(Information shown Opens)

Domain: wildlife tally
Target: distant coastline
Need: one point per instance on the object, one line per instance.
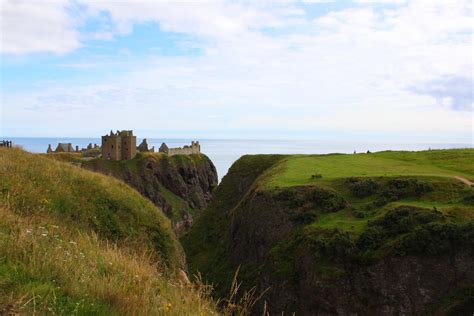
(223, 152)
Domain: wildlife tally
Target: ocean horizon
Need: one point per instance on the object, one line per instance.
(224, 152)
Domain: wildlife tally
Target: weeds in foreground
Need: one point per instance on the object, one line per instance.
(241, 303)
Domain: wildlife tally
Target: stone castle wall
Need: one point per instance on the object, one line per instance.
(184, 151)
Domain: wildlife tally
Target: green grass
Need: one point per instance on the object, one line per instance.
(330, 224)
(76, 242)
(298, 169)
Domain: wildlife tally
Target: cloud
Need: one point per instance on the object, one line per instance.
(400, 68)
(36, 26)
(451, 91)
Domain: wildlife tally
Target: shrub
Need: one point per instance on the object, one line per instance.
(401, 220)
(363, 187)
(325, 200)
(402, 188)
(437, 238)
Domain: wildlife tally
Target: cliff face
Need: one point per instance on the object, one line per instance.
(367, 246)
(181, 186)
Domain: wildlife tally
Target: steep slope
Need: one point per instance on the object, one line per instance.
(77, 242)
(374, 234)
(180, 185)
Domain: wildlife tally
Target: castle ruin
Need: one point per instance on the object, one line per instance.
(119, 146)
(122, 145)
(195, 148)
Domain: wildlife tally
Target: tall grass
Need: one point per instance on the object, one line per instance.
(48, 267)
(75, 242)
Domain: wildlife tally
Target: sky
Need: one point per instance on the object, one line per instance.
(343, 70)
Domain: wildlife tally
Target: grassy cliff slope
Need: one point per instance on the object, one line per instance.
(77, 242)
(381, 233)
(180, 185)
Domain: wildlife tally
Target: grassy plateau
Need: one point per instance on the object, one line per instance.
(76, 242)
(339, 210)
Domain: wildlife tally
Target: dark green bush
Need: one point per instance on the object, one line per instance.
(325, 200)
(401, 220)
(363, 187)
(335, 245)
(437, 238)
(402, 188)
(303, 218)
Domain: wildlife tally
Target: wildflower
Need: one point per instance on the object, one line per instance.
(167, 307)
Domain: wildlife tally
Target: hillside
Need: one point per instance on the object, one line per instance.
(180, 185)
(77, 242)
(380, 234)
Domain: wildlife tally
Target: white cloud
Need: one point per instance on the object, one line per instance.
(350, 70)
(36, 26)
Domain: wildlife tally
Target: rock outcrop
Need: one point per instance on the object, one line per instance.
(181, 186)
(405, 260)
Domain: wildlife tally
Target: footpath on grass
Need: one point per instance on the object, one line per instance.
(464, 180)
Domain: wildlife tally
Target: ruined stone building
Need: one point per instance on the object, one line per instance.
(195, 148)
(143, 147)
(119, 146)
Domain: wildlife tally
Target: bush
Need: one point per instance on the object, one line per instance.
(363, 187)
(401, 220)
(402, 188)
(437, 238)
(325, 200)
(335, 245)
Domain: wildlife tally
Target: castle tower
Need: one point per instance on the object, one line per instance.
(119, 146)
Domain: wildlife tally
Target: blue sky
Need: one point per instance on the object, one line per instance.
(362, 70)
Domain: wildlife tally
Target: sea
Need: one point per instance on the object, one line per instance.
(224, 152)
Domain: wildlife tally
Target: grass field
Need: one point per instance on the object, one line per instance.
(73, 242)
(298, 169)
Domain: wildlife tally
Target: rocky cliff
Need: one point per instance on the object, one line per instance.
(180, 185)
(385, 245)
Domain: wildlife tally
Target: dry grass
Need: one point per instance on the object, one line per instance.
(52, 269)
(56, 258)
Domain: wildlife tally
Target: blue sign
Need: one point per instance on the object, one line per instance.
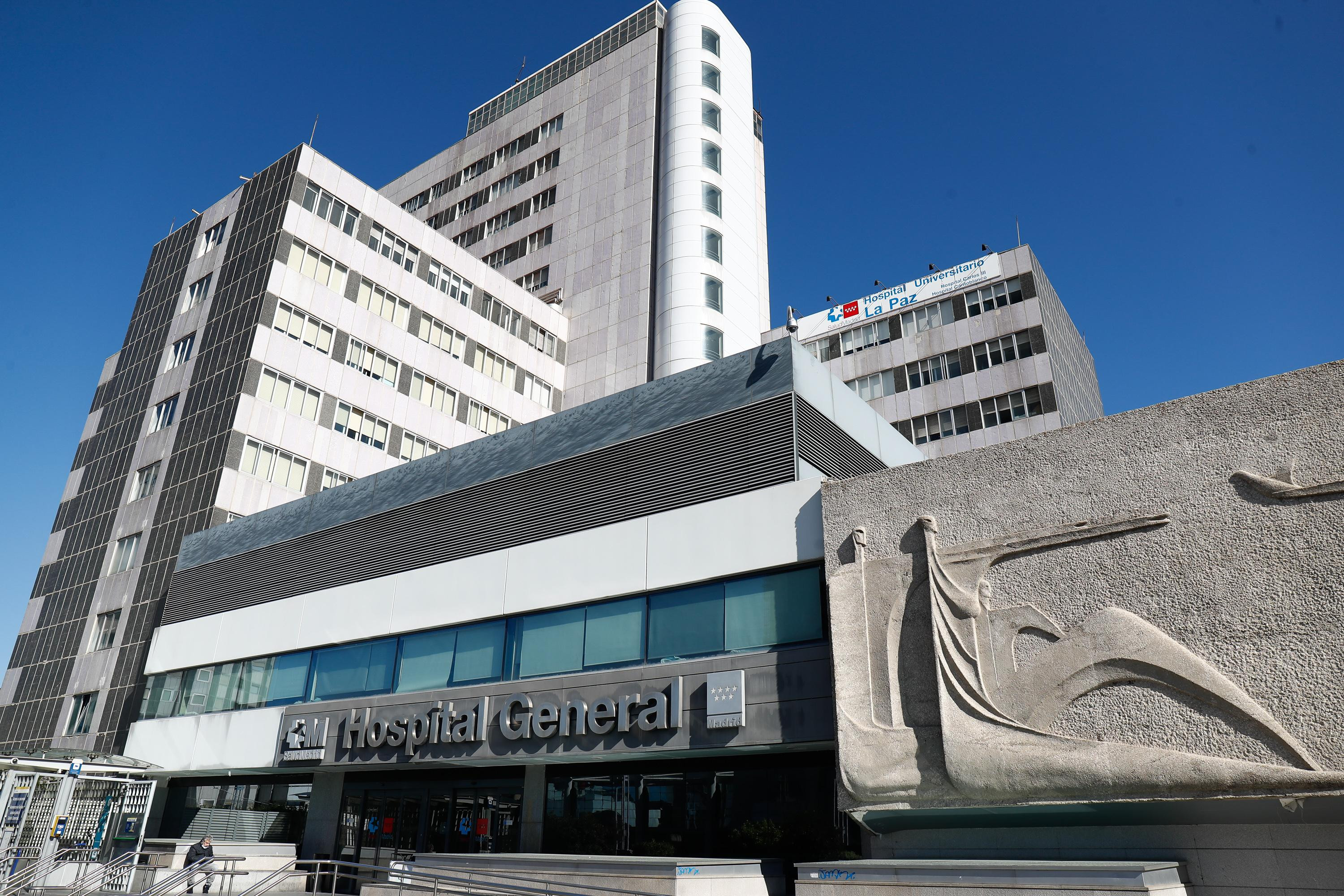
(14, 814)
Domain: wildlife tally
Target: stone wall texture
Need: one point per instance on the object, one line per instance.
(1210, 626)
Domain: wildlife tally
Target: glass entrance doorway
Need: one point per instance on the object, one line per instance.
(381, 825)
(475, 820)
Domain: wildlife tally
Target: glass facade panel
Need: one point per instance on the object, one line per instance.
(772, 609)
(615, 633)
(480, 652)
(353, 672)
(426, 660)
(549, 642)
(288, 679)
(686, 622)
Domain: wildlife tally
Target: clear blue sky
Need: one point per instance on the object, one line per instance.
(1176, 167)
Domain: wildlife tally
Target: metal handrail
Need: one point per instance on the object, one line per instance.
(189, 872)
(25, 876)
(95, 880)
(441, 883)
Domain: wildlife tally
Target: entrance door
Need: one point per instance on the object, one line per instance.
(484, 820)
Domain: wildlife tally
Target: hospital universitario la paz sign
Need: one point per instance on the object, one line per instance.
(401, 732)
(953, 280)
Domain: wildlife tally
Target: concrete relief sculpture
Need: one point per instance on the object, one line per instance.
(988, 741)
(1284, 484)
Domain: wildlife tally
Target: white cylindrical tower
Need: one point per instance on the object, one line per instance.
(710, 296)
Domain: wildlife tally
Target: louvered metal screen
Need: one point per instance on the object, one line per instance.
(740, 450)
(831, 449)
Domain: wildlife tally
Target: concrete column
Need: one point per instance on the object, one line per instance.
(534, 809)
(323, 814)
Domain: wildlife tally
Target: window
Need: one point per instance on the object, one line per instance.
(124, 554)
(330, 209)
(383, 304)
(312, 264)
(710, 77)
(541, 340)
(361, 425)
(331, 478)
(494, 366)
(353, 671)
(449, 283)
(1010, 408)
(714, 293)
(991, 297)
(713, 343)
(273, 465)
(181, 351)
(414, 448)
(164, 414)
(553, 127)
(772, 609)
(1000, 351)
(940, 425)
(711, 156)
(435, 394)
(195, 293)
(105, 630)
(81, 712)
(537, 389)
(713, 199)
(443, 336)
(288, 394)
(306, 328)
(933, 370)
(926, 318)
(537, 281)
(389, 245)
(546, 644)
(875, 385)
(822, 350)
(866, 336)
(710, 41)
(483, 418)
(710, 116)
(713, 242)
(146, 480)
(211, 238)
(370, 362)
(500, 315)
(748, 613)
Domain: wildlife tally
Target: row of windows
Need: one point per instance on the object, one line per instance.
(315, 265)
(271, 464)
(537, 281)
(947, 366)
(389, 245)
(330, 209)
(486, 163)
(992, 412)
(506, 218)
(922, 319)
(521, 248)
(750, 613)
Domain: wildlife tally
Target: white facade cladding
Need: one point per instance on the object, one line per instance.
(713, 296)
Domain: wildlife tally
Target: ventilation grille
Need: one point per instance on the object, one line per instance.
(831, 449)
(736, 452)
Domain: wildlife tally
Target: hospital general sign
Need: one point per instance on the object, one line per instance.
(896, 299)
(503, 724)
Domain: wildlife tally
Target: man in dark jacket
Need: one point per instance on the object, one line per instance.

(Information shown Closes)

Instructions to follow ▸ The answer must be the full listing retyped exactly, with no pictures in it.

Finished exercise ▸
Domain: wildlife tally
Target: distant coastline
Need: one point per instance on the object, one line per instance.
(223, 152)
Domain: wildlife tally
Target: ocean horizon
Need: one point per instance on the object, one line per instance.
(224, 152)
Domain: wildlife tally
Target: weeds in foreground
Need: one point per instance on the object, one line per instance.
(241, 303)
Domain: wildlife tally
Target: stone castle wall
Need: one point per instance on the object, one line per instance.
(184, 151)
Domain: wildlife tally
Target: green grass
Need: one point per instance on the object, one line per instance.
(330, 224)
(76, 242)
(298, 169)
Domain: wildlife tally
Target: cloud
Need: one point per instance on the object, one line per instance.
(400, 68)
(36, 26)
(451, 91)
Domain: wildlife tally
Target: shrub
Need: one point per instance on the object, one line per instance.
(401, 220)
(363, 187)
(325, 200)
(402, 188)
(437, 238)
Domain: wildlife tally
Target: cliff face
Need: one point per instance on the object, one line per instance.
(367, 246)
(181, 186)
Domain: wildlife tally
Target: steep slope
Need: one point per instance on the object, one line per instance.
(77, 242)
(374, 234)
(180, 185)
Domain: wildlife tally
Target: castle ruin
Need: one point per instance on the object, one line per instance.
(119, 146)
(122, 145)
(195, 148)
Domain: wildlife tally
Target: tall grass
Need: one point per instance on the object, one line per instance.
(48, 267)
(75, 242)
Domain: wildlife tally
Target: sky
Need: one point per instance on the object, one line per instance.
(343, 70)
Domain: wildlife tally
Target: grassy cliff slope
Need: one point per instance on the object, one line per instance.
(77, 242)
(381, 233)
(180, 185)
Domain: wildlife tally
Target: grassy plateau
Need: one point per instance on the object, one line per instance.
(76, 242)
(339, 210)
Domain: wildlife tally
Target: dark green bush
Need: one point per instance on the object, one line per instance.
(325, 200)
(401, 220)
(363, 187)
(335, 245)
(437, 238)
(402, 188)
(303, 218)
Domain: wildlife tally
Target: wildflower
Need: one point per instance on the object, one line per instance.
(167, 307)
Domain: wildlife tally
Target: hillside
Need: one point per instance on the object, one line per instance.
(180, 185)
(77, 242)
(380, 234)
Domain: wildlife tally
Target: white cloud
Need: one point per instance on the object, one line per instance.
(350, 70)
(36, 26)
Domain: wildlife tally
Target: rock outcrop
Need: one point per instance on the object, one line per instance.
(181, 186)
(405, 260)
Domain: wildlife tally
Target: footpath on grass
Need: one point per instance on the object, one line per instance.
(464, 180)
Domain: wildlife tally
Target: ruined stone building
Need: one point per instance on the object, one line per instance.
(195, 148)
(143, 147)
(119, 146)
Domain: wildlife tally
Target: bush
Need: one point per instance on the object, one line per instance.
(363, 187)
(401, 220)
(402, 188)
(437, 238)
(325, 200)
(335, 245)
Domain: wildlife tally
Target: castle tower
Need: one point per instance on the object, one line per instance.
(119, 146)
Domain: wildlife tally
Target: blue sky
Need: one point per instance on the object, one line per instance.
(362, 70)
Domain: wildlife tally
Target: sea
Need: one point per instance on the object, one line per instance.
(224, 152)
Domain: wildlife tally
Target: grass field
Need: one point per instance on the object, one line per instance.
(73, 242)
(298, 169)
Domain: wildlife tally
Target: rocky cliff
Need: one point per instance on the object, one line per instance.
(180, 185)
(385, 245)
Domain: wildlife tally
Target: dry grass
Need: one point per instance on the object, one line per instance.
(52, 269)
(56, 258)
Domain: wildlife tally
Target: blue sign
Need: one point per instance on the object, one line per instance.
(14, 814)
Domain: wildlife tally
Target: stone wall texture
Need: one point per instance on the object, one line per instance.
(1210, 626)
Domain: wildlife tally
Target: glass entrance doorway
Need: one point per instance on the object, one line per instance.
(381, 825)
(475, 820)
Domain: wildlife tally
Target: glass facade panel
Need: one point per instance on the object, one line per instance.
(772, 609)
(615, 633)
(480, 652)
(353, 672)
(426, 660)
(549, 642)
(288, 679)
(686, 622)
Domain: wildlife tally
Target: clear blue sky
Need: one point per instance on the object, one line per instance.
(1176, 167)
Domain: wildlife tally
Target: metal handrail
Need: one point per instance on the object, one line per instance.
(189, 872)
(25, 876)
(95, 880)
(441, 883)
Domain: wildlife tally
Target: entrance door
Need: one point per instance on the object, one line per instance.
(484, 820)
Domain: wildlife tally
Target: hospital universitario la paz sign
Need: one point per instance on the object, one line per instance.
(401, 732)
(953, 280)
Domain: wildlife tally
Target: concrete relief sculpture
Need: one point per instance on the object, one line per instance.
(988, 741)
(1284, 484)
Domain: wildlife tally
Target: white cylindrical tower
Need: one point per instance on the object, one line per instance.
(710, 296)
Domain: wildlife tally
Target: louvered metal screen
Need: one point per instance on the object, one line per instance.
(740, 450)
(831, 449)
Domain: wildlife tally
Target: concrete column
Need: one point per instance on the object, one line per instance.
(534, 809)
(323, 814)
Domain: wildlife tally
Target: window
Need: one point per instance on the object, one line per instance.
(124, 554)
(330, 209)
(383, 304)
(312, 264)
(710, 77)
(541, 340)
(361, 425)
(331, 478)
(494, 366)
(353, 671)
(449, 283)
(1010, 408)
(714, 293)
(991, 297)
(713, 343)
(273, 465)
(181, 351)
(414, 448)
(164, 414)
(553, 127)
(772, 609)
(1000, 351)
(940, 425)
(711, 156)
(435, 394)
(195, 293)
(105, 630)
(81, 712)
(537, 389)
(713, 199)
(443, 336)
(288, 394)
(306, 328)
(933, 370)
(926, 318)
(537, 281)
(389, 245)
(546, 644)
(875, 385)
(822, 350)
(866, 336)
(710, 41)
(483, 418)
(710, 116)
(713, 242)
(146, 480)
(211, 238)
(370, 362)
(500, 315)
(748, 613)
Domain: wildlife tally
Target: row of windows
Need: one point per instance on the object, one line per instance.
(315, 265)
(271, 464)
(537, 281)
(947, 366)
(389, 245)
(330, 209)
(486, 163)
(992, 412)
(506, 218)
(922, 319)
(521, 248)
(750, 613)
Domain: wildlife tally
Target: white facade cladding
Need: one point per instance on the object, one line per instance.
(713, 296)
Domain: wildlife tally
Target: ventilation grille
Need: one point per instance on the object, one line per instance.
(831, 449)
(736, 452)
Domain: wildlife tally
Target: hospital general sign
Need: one point per instance on the object, one line per instance.
(896, 299)
(503, 724)
Domain: wildlife tally
Target: man in dark jacket
Need: one point per instance on the object, one line per instance.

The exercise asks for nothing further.